The $300,000 Diverse Game Developers Fund looks to shine a light on the homogenous nature of the business, and how it can benefit from a more varied working body.
Last month, the IGDA Foundation (IGDA-F), in partnership with Grant for the Web, launched the Diverse Game Developers Fund. It’s a $300,000 initiative aimed at helping students and marginalized game developers explore avenues for revenue in an industry known to be unwelcoming to people of color and disabled persons.
According to the announcement, the fund has $200,000 set aside for direct payments to independent developers and studios, with $50,000 reserved for scholarships, and the remainder booked for cash prizes at game jams.
Nika Nour, executive director of the IGDA-F, said that the Diverse Game Developers Fund was initially proposed as a prototype fund meant to help marginalized developers get their projects off the ground. Prototyping, she explained, is often an enormous roadblock for prospective developers, and doubly so for traditionally underrepresented demographics.
“The lack of accessible prototype funding is a major contributor to the lack of diversity in game development,” Nour told GameDaily. “This initiative utilizes the IGDA-F’s existing partnerships, ample networks, and access to international independent game developers and to build awareness on Grant for the Web’s efforts.”
The goal, Nour said, is to empower developers to design games and integrate new methods as alternatives to traditional monetization. In order to accomplish this goal, the Diverse Game Developers Fund looks to subvert established industry norms, which have become ingrained obstacles to success for many indie developers.
“The video game development industry is in a predicament for entrepreneurs,” Nour explained. “The access and resources to make games are abundant for individuals and independent teams; yet, there are incredible barriers to the same developers attempting to make a living from their creative efforts. As a result, platforms and publishing groups appoint themselves king-makers for the industry, driving discoverability and marketing for a sizable cut of the proceeds.”

▸ **Data**

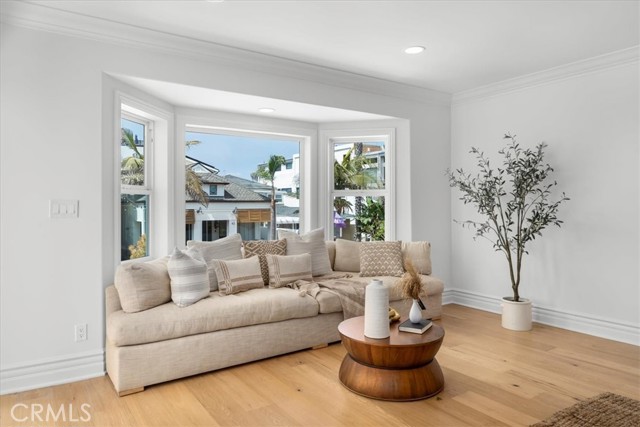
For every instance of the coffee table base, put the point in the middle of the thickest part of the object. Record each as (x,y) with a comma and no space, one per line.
(392,384)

▸ **Requirements**
According to the article on the Diverse Game Developers Fund, how much of the fund is reserved for scholarships? Use only the article on the Diverse Game Developers Fund for what follows; set the material aside.

▸ **Answer for this exercise**
$50,000